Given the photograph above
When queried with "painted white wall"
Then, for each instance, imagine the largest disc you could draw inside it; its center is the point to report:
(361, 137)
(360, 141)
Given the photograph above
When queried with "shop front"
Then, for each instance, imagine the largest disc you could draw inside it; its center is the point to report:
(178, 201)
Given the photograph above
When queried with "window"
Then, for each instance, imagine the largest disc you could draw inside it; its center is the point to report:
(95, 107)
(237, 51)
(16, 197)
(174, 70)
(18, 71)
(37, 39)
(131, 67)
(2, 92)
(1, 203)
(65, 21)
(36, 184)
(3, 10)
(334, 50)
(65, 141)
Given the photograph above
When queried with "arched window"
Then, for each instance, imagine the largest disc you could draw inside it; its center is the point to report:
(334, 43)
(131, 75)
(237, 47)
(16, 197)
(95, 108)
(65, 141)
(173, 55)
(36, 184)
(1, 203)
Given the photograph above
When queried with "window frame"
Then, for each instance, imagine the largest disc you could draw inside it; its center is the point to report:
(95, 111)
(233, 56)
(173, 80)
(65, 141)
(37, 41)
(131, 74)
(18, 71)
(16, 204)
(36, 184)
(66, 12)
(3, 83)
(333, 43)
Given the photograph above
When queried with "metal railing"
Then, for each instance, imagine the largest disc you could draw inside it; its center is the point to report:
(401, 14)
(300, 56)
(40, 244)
::::::::::
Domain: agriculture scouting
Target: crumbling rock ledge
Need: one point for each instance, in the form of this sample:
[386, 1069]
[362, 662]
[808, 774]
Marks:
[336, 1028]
::::::::::
• _What the task asks_:
Only lines holding the word "When" belong in the answer; copy all of them from the records.

• _Completed task_:
When queried with "painted white wall"
When queried with "shop front"
When queried with "window"
When queried with "arched window"
When queried with "window frame"
When queried with "metal railing"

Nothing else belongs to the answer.